Saved entries:
+ + + +
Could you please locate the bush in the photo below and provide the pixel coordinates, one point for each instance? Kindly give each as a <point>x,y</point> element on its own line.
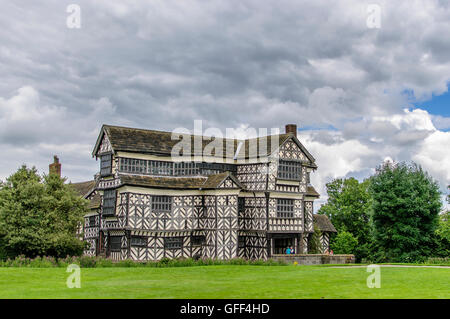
<point>101,262</point>
<point>438,260</point>
<point>344,243</point>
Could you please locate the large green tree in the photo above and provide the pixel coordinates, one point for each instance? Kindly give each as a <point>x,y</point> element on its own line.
<point>39,215</point>
<point>406,205</point>
<point>348,207</point>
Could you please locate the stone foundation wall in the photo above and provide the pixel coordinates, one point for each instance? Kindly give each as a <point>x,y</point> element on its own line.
<point>313,259</point>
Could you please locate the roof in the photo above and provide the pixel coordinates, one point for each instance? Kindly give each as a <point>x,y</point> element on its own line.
<point>311,191</point>
<point>323,223</point>
<point>136,140</point>
<point>83,188</point>
<point>210,182</point>
<point>95,201</point>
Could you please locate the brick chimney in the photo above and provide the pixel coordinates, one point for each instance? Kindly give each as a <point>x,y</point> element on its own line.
<point>55,167</point>
<point>291,128</point>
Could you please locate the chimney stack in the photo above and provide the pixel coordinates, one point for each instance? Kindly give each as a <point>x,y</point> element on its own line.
<point>55,167</point>
<point>291,128</point>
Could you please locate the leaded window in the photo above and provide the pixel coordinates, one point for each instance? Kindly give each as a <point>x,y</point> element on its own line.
<point>161,203</point>
<point>241,241</point>
<point>198,240</point>
<point>109,202</point>
<point>132,165</point>
<point>151,167</point>
<point>285,208</point>
<point>241,204</point>
<point>173,242</point>
<point>138,241</point>
<point>186,169</point>
<point>115,243</point>
<point>289,170</point>
<point>105,164</point>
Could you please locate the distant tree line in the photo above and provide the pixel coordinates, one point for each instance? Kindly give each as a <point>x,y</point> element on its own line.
<point>393,216</point>
<point>40,216</point>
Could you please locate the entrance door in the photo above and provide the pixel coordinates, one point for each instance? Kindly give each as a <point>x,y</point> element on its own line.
<point>281,244</point>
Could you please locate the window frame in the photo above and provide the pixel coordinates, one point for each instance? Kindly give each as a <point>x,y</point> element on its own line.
<point>161,203</point>
<point>106,169</point>
<point>111,243</point>
<point>111,208</point>
<point>289,170</point>
<point>285,208</point>
<point>198,240</point>
<point>173,243</point>
<point>138,241</point>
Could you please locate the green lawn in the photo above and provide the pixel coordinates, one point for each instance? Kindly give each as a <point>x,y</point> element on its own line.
<point>226,282</point>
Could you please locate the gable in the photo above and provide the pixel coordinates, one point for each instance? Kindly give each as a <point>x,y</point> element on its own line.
<point>103,144</point>
<point>292,149</point>
<point>228,183</point>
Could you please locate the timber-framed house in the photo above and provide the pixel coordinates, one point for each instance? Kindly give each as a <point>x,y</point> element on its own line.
<point>146,206</point>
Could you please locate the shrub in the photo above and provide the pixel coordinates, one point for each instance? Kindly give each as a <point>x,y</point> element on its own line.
<point>101,262</point>
<point>344,243</point>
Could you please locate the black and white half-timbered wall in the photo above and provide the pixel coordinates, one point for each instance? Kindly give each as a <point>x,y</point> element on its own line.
<point>146,206</point>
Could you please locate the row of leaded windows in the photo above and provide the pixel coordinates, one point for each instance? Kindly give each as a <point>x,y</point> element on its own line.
<point>109,202</point>
<point>161,203</point>
<point>173,242</point>
<point>105,164</point>
<point>138,241</point>
<point>131,165</point>
<point>115,243</point>
<point>289,170</point>
<point>285,208</point>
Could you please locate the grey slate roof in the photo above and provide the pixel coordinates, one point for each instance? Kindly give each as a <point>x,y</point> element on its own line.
<point>84,189</point>
<point>323,223</point>
<point>145,141</point>
<point>210,182</point>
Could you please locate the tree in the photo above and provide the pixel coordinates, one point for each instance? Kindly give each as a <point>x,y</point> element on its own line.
<point>39,215</point>
<point>348,208</point>
<point>442,247</point>
<point>406,204</point>
<point>344,243</point>
<point>314,244</point>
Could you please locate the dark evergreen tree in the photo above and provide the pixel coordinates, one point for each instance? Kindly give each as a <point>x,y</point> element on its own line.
<point>348,208</point>
<point>40,216</point>
<point>406,205</point>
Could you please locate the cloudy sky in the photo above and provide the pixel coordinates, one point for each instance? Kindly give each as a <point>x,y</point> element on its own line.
<point>359,94</point>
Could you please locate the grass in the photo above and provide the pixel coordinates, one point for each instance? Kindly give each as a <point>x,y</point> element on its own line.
<point>225,282</point>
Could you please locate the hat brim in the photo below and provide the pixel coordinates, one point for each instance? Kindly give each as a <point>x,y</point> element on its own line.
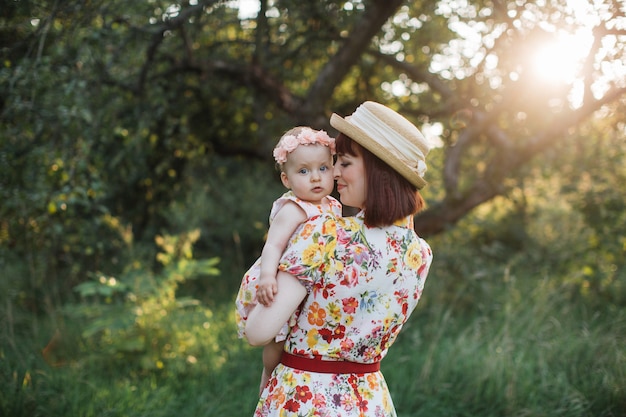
<point>365,140</point>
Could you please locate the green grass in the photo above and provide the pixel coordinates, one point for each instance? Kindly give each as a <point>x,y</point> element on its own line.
<point>524,347</point>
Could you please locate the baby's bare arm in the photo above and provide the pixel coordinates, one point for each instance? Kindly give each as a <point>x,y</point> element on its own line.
<point>285,223</point>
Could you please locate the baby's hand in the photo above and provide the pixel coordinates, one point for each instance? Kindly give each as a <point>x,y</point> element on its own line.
<point>266,291</point>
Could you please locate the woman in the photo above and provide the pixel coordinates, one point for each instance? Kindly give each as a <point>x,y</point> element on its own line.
<point>347,285</point>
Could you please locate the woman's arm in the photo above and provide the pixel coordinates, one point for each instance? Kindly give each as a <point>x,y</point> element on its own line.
<point>263,323</point>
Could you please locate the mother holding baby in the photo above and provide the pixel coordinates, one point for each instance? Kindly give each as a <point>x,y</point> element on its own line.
<point>351,282</point>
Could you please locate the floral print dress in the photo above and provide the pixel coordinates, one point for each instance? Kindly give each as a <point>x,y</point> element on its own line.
<point>246,298</point>
<point>362,284</point>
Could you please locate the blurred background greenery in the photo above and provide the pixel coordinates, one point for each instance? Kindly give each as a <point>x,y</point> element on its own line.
<point>136,180</point>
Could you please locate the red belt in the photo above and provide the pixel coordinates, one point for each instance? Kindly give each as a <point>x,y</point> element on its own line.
<point>327,367</point>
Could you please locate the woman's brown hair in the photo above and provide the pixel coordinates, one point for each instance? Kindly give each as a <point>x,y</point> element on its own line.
<point>390,197</point>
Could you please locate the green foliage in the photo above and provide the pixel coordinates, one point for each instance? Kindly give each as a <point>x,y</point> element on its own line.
<point>135,318</point>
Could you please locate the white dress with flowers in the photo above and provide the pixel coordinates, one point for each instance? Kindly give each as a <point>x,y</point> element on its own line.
<point>362,284</point>
<point>246,298</point>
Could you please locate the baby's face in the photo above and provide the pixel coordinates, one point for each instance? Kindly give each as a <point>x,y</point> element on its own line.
<point>308,172</point>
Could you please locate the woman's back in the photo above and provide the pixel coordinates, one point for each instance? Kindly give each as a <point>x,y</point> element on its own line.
<point>363,284</point>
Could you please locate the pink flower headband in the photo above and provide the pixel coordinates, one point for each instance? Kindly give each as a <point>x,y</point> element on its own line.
<point>306,137</point>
+ + + +
→ **YOUR TASK**
What is needed is an exact copy of every entry, with the pictures removed.

→ **OUTPUT**
Could you please locate the bush in the photo below and provide the pixel coordinates, one point for each instance? Kindly give each as a <point>x,y</point> element on its own line.
<point>101,262</point>
<point>438,260</point>
<point>344,243</point>
Could you please locate the large green tree in the photo above and provide the pixel coordinates, one point for each instance? Kindly give each as a <point>x,y</point> element on its own line.
<point>39,215</point>
<point>406,205</point>
<point>348,207</point>
Could you please locate the stone foundation wall in the photo above and provide the pixel coordinates, one point for each instance? Kindly give each as a <point>x,y</point> element on its own line.
<point>313,259</point>
Could you please locate the roof in the photo above and provide the pixel coordinates, one point for each instance? Kindly give each as a <point>x,y</point> element on its own line.
<point>311,191</point>
<point>323,223</point>
<point>136,140</point>
<point>83,188</point>
<point>210,182</point>
<point>95,201</point>
Could you please locate the brick chimney in the photo above and provide the pixel coordinates, one point for each instance? Kindly give each as a <point>x,y</point> element on its own line.
<point>55,167</point>
<point>291,128</point>
Could you please locate the chimney stack in the photo above and provide the pixel coordinates, one point for each instance? Kindly give each as a <point>x,y</point> element on its own line.
<point>55,167</point>
<point>291,128</point>
Could you please locate the leaded window in the photo above and provide the pixel coordinates, one point for each instance? Kindly give each as a <point>x,y</point> element on its own line.
<point>161,203</point>
<point>241,241</point>
<point>198,240</point>
<point>109,202</point>
<point>132,165</point>
<point>151,167</point>
<point>285,208</point>
<point>241,204</point>
<point>173,242</point>
<point>138,241</point>
<point>186,169</point>
<point>115,243</point>
<point>289,170</point>
<point>105,164</point>
Could you please locate the distant tree line in the photo above and provide the pixel coordinates, one point for each instance? Kindly give each as a <point>x,y</point> element on its own line.
<point>393,216</point>
<point>40,216</point>
Could you please locate the entrance door in the photo above and provide the pixel coordinates, one point for each instance? Kindly give each as a <point>x,y</point> element on its own line.
<point>281,244</point>
Could you please locate the window frame in the photo above and provide the pixel coordinates, one point for each instance? Kindly give each as a <point>x,y</point> element on its own line.
<point>161,203</point>
<point>106,169</point>
<point>111,243</point>
<point>111,208</point>
<point>289,170</point>
<point>285,208</point>
<point>198,240</point>
<point>173,243</point>
<point>138,241</point>
Could you please locate the green lawn in the photo above and provide the pixel coordinates, one point for each instance? Kindly give each as a <point>x,y</point> element on its own line.
<point>226,282</point>
Could you please locate the gable in the photo above and provide the pixel coordinates, one point for each instance? Kindly give each as a <point>x,y</point> element on its own line.
<point>103,144</point>
<point>292,149</point>
<point>228,183</point>
Could you please locate the timber-framed house in the photo above and provide the pixel coordinates, one point for each instance? Kindly give each as a <point>x,y</point> element on its own line.
<point>146,206</point>
Could you please locate the shrub in the photo above and provide the pixel coordinates, one point for each instance? Kindly give each as a <point>x,y</point> element on its own line.
<point>101,262</point>
<point>344,243</point>
Could you please locate the black and white half-timbered wall in the photo above and provide the pixel coordinates, one point for each instance? Kindly give each as a <point>x,y</point> element on its own line.
<point>146,206</point>
Could you please locate the row of leaded windows in the photo above and provide the pixel coordinates, one point for each instance? Kindly give each as a <point>x,y</point> element on its own line.
<point>109,202</point>
<point>161,203</point>
<point>173,242</point>
<point>105,164</point>
<point>138,241</point>
<point>131,165</point>
<point>115,243</point>
<point>289,170</point>
<point>285,208</point>
Could you please locate the grey slate roof in the photo above and provide the pixel coordinates, one point for each instance? Kindly give each as a <point>x,y</point> element on its own line.
<point>84,189</point>
<point>323,223</point>
<point>145,141</point>
<point>210,182</point>
Could you please locate the tree in the photo above and provide the pixel coordinates, one point for each instance? Kindly give each as a <point>x,y</point> element on its own line.
<point>39,215</point>
<point>348,208</point>
<point>442,247</point>
<point>406,204</point>
<point>344,243</point>
<point>314,244</point>
Could you please locate the dark evergreen tree in the photo above and provide the pixel coordinates, one point for each instance? Kindly give each as a <point>x,y</point> element on its own line.
<point>348,208</point>
<point>40,216</point>
<point>406,205</point>
Could you please locate the cloudy sky in the photo above and provide the pixel coordinates, one point for each instance? Kindly give each as a <point>x,y</point> element on its own line.
<point>359,94</point>
Could you please locate the grass in the photo above and provide the pixel coordinates, one point for each instance? Kindly give each as a <point>x,y</point> element on its own line.
<point>225,282</point>
Could you please locate the hat brim in the photo below and provide the pixel coordinates, one point for each instance? Kindly give each as a <point>x,y</point> element on its own line.
<point>365,140</point>
Could you please locate the green grass in the photo above and provide the pixel coordinates, one point for each instance? Kindly give each as a <point>x,y</point> element on its own line.
<point>524,347</point>
Could you please locate the baby's bare arm in the photo above and provide the pixel coordinates, one point for each instance? Kindly give each as a <point>x,y</point> element on its own line.
<point>285,223</point>
Could you please locate the baby's hand in the photo above and provide the pixel coordinates, one point for each instance? Kindly give each as a <point>x,y</point> element on its own line.
<point>266,291</point>
Could you please locate the woman in the photo above and provide the pixel coordinates, one point for each instance? Kindly give each as a <point>x,y</point> element on its own line.
<point>347,285</point>
Could you please locate the woman's arm in the photo above and provide the pixel coordinates, one point for each instance? Kindly give each as a <point>x,y</point> element on its own line.
<point>263,323</point>
Could you please locate the mother holding baby in the photo above and provide the pixel coordinates, one point for each instance? Kindly give each as a <point>x,y</point> element on its own line.
<point>351,282</point>
Could you please locate the floral print dress in the photo above and provide the pixel coordinates, one point for each instance? Kindly give each as a <point>x,y</point> element on its own line.
<point>246,298</point>
<point>362,284</point>
Could you please locate the blurred background greenery in the photo above and provide the pixel coordinates, one point for each instance? Kindly give each as a <point>x,y</point> element on its own line.
<point>136,180</point>
Could you please locate the red belt in the photo above and provide the pixel coordinates, one point for each instance? Kindly give each as a <point>x,y</point> element on its own line.
<point>327,367</point>
Could you please locate the woman's brown hair in the photo above and provide the pixel coordinates, one point for each instance? Kindly give each as a <point>x,y</point> element on its own line.
<point>390,197</point>
Could you please locate the green foliage in the photo above and provide the pixel coordinates, one point for each instance? Kindly give each as a <point>x,y</point> element on its own line.
<point>135,318</point>
Could you please locate the white dress with flowers in the photo above and provide the pixel coordinates, one point for each instance? Kindly give each as a <point>x,y</point> element on its own line.
<point>362,284</point>
<point>246,298</point>
Could you please locate the baby's face in the photo above and provide the pixel coordinates, one point for each instance? Kindly give each as a <point>x,y</point> element on its own line.
<point>308,172</point>
Could you please locate the woman's back in the photo above and provide the pixel coordinates, one point for each instance? Kindly give each as a <point>x,y</point> element on its own line.
<point>363,284</point>
Could you please locate the pink flower headband in the photo above and provide the pixel coordinates, one point for each instance? Kindly give each as a <point>x,y</point> element on its own line.
<point>306,137</point>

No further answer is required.